Member of the Florida House of Representatives from the 71st district
- In office November 3, 1992 – November 7, 2000
- Preceded by: David Thomas
- Succeeded by: Jerald Paul

Personal details
- Born: December 11, 1948 Hagerstown, Maryland
- Died: September 8, 2011 (aged 62) Tallahassee, Florida
- Party: Republican
- Spouse: Wendy
- Occupation: Newspaper editor, businessman

= David Bitner =

American politician (1948–2011)

David Bitner (December 11, 1948 – September 8, 2011) was a Republican politician from Florida who served as a member of the Florida House of Representatives from 1992 to 2000 and as chairman of the Republican Party of Florida in 2011.

==Early years==
Bitner was born in Hagerstown, Maryland.

==Education==
Bitner graduated from the North Hagerstown High School. Bitner was chairman of the Republican Party of Florida. He served in the Florida House of Representatives.

==Personal information==
Bitner and his family currently reside in Port Charlotte. Along with being a politician, Bitner was also a small business owner.

==Family==
Bitner had one daughter named Jennifer Virginia.

==Religion==
Bitner was a Baptist.

==Recreational Interest==
In his free time, he enjoyed golf, fishing, hunting, and baseball-card collecting.

==Death==

Bitner died September 8, 2011, after suffering from amyotrophic lateral sclerosis (ALS) (sometimes called Lou Gehrig's disease) for several months.

RECORDS PROVIDED:
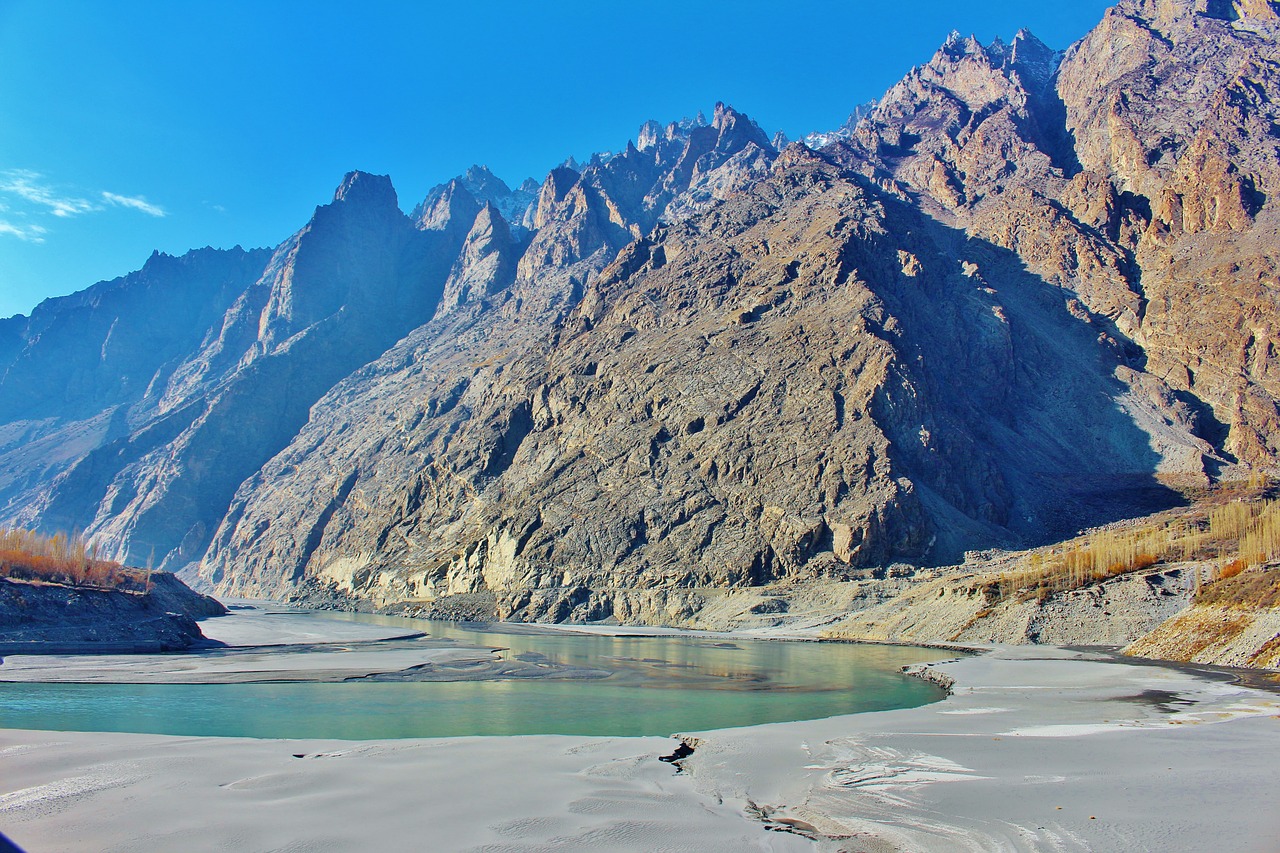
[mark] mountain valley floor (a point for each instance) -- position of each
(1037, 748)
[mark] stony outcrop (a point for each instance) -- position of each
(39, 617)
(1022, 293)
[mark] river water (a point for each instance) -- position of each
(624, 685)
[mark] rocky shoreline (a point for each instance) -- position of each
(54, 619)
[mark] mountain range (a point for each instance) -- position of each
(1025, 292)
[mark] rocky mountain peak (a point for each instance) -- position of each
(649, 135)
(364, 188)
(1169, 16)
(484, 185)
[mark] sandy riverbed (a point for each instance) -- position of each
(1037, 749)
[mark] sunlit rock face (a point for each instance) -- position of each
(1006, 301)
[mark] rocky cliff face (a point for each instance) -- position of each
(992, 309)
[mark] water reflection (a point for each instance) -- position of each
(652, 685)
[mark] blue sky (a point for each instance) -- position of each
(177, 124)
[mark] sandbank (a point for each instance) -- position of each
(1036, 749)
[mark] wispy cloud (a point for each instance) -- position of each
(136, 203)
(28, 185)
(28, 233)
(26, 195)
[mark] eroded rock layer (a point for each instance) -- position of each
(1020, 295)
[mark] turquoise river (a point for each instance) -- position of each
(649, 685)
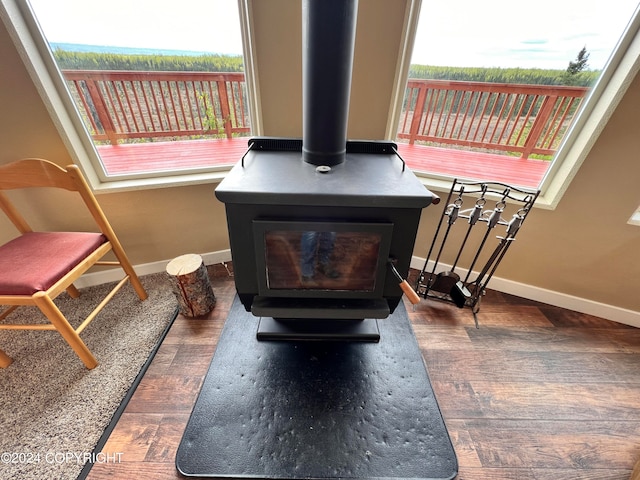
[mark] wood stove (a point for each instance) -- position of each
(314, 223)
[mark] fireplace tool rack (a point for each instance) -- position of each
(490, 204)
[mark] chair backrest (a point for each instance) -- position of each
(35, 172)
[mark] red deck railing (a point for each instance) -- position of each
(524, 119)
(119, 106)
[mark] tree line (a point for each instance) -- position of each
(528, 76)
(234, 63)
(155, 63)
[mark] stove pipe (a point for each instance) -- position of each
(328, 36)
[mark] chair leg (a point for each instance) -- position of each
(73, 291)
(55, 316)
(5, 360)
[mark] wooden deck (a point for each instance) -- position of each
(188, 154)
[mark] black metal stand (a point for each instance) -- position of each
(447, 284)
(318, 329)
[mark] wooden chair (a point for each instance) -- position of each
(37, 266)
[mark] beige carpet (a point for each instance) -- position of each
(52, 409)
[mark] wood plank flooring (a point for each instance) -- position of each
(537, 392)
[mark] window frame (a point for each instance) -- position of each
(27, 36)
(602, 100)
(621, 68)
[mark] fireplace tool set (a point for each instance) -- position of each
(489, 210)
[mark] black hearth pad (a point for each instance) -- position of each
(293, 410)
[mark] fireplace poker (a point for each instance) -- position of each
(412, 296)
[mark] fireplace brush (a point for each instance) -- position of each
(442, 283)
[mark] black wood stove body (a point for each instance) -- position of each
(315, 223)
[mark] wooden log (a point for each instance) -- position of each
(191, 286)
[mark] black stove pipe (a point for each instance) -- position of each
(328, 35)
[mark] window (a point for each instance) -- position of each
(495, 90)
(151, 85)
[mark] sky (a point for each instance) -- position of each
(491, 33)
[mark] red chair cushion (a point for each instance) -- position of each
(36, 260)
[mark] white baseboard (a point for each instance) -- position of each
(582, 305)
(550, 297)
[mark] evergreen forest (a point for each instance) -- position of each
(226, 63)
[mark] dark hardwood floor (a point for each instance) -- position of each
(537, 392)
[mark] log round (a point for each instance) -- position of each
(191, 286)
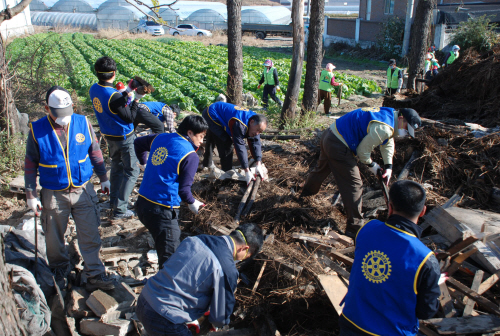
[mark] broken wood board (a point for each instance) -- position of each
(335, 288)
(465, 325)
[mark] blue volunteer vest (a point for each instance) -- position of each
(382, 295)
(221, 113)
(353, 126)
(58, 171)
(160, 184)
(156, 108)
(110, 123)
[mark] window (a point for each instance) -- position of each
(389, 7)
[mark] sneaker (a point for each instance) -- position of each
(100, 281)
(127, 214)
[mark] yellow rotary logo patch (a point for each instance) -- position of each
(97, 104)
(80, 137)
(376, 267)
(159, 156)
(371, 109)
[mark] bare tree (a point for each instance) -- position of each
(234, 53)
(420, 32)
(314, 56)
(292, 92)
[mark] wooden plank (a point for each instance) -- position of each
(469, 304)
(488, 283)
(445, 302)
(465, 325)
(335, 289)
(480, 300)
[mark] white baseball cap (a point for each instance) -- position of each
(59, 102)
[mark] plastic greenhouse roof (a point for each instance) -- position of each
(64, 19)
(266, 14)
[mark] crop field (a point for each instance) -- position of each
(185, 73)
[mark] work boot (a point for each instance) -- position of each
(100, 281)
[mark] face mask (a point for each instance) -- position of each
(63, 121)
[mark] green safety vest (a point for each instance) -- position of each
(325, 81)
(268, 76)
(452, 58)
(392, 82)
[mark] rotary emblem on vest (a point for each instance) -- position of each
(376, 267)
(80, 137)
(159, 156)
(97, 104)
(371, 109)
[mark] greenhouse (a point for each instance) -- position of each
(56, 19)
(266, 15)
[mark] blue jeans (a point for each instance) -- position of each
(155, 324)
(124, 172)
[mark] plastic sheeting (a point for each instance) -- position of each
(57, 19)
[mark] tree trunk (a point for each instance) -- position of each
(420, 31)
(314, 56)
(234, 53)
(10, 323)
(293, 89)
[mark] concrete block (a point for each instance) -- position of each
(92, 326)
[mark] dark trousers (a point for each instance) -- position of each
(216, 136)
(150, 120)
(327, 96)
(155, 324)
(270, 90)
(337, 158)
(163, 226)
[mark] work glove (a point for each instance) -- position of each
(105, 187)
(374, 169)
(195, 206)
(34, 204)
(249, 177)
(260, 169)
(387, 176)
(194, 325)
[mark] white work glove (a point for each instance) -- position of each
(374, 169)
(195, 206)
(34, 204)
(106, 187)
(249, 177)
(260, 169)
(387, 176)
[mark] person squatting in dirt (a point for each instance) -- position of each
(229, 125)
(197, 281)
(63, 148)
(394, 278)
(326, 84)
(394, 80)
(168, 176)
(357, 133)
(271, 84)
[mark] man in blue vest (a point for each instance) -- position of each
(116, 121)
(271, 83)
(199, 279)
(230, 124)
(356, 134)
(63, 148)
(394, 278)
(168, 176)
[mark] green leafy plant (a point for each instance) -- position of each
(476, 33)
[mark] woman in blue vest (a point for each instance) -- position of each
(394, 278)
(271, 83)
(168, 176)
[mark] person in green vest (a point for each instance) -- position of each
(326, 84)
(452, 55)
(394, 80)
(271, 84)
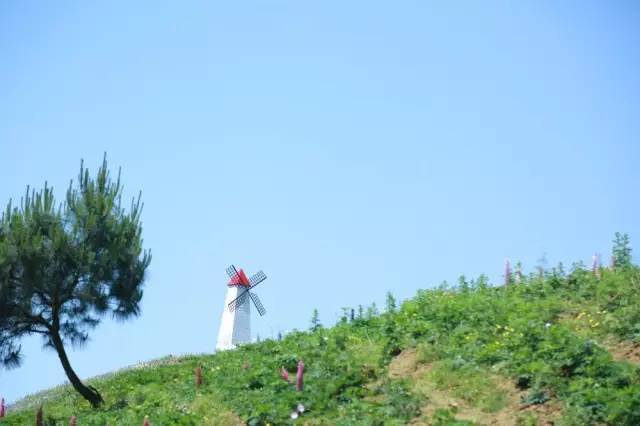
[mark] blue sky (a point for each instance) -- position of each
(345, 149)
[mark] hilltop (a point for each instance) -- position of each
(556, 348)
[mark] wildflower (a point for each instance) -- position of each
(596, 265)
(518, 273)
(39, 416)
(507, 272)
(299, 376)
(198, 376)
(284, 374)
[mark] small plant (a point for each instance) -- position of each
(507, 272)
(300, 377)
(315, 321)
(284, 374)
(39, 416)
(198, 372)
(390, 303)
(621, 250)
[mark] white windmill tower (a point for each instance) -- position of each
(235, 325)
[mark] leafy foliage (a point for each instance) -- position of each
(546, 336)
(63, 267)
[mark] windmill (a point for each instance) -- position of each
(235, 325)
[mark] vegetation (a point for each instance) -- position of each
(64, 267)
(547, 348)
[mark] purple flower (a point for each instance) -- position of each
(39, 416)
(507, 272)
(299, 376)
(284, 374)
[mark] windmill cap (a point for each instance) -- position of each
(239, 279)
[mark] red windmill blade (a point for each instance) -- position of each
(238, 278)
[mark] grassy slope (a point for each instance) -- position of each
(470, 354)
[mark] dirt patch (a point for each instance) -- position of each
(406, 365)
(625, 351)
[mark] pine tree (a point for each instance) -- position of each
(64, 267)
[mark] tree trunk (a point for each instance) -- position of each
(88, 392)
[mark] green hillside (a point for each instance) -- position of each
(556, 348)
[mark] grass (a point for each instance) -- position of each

STUDY QUESTIONS:
1) List the free-time pursuits named in the David Bitner biography.
2) Quote the David Bitner biography, starting with "David Bitner (December" and going on through "small business owner.".
Nothing here makes use of the data.

ANSWERS TO THE EXERCISE:
1) Golf, fishing, hunting, baseball-card collecting

2)
David Bitner (December 11, 1948 – September 8, 2011) was a Republican politician from Florida who served as a member of the Florida House of Representatives from 1992 to 2000 and as chairman of the Republican Party of Florida in 2011.

==Early years==
Bitner was born in Hagerstown, Maryland.

==Education==
Bitner graduated from the North Hagerstown High School. Bitner was chairman of the Republican Party of Florida. He served in the Florida House of Representatives.

==Personal information==
Bitner and his family currently reside in Port Charlotte. Along with being a politician, Bitner was also a small business owner.